## What this task involves
Rewrite the data below with every "background" changed to "backdrop" and nothing else altered, leaving out the pictures.

◆ ◆ ◆ ◆ ◆

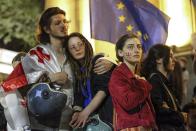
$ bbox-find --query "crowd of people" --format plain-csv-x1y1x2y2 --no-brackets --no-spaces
0,7,196,131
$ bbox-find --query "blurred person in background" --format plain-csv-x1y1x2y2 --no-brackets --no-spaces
178,57,190,106
141,44,187,131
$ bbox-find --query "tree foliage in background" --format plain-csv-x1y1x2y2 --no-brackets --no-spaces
0,0,42,46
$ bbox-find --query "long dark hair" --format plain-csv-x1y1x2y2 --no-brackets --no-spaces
171,60,183,104
64,32,93,90
141,44,171,79
35,7,65,44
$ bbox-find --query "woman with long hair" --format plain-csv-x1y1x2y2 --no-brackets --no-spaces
65,33,113,128
109,34,156,131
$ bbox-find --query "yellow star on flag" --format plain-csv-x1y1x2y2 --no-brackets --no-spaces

◆ ◆ ◆ ◆ ◆

## Correct response
$ bbox-find --query "crowd of people" --format plain-csv-x1y1x2y2 --no-brackets --no-spaces
0,7,196,131
$ bbox-find --query "blurred person in backdrop" --format plain-csv-x1y1x2y2 --no-brackets --no-spaces
178,57,190,106
141,44,187,131
$ bbox-find --query "tree foliage in backdrop" --format plain-csv-x1y1x2y2 --no-brackets --no-spaces
0,0,42,46
$ bbox-find --query "long dark hair" --format plain-csv-x1y1x2y2 --no-brackets --no-spaces
171,60,183,104
64,32,93,90
141,44,171,79
35,7,65,44
$ bbox-find --query "woman with long hair" --format plain-csv-x1y1x2y2 --no-brackets --no-spaces
65,33,113,128
109,34,156,131
$ bbox-find --query "yellow star on flag" --format plain-csv-x1y1x2y2 --no-brackets --no-spaces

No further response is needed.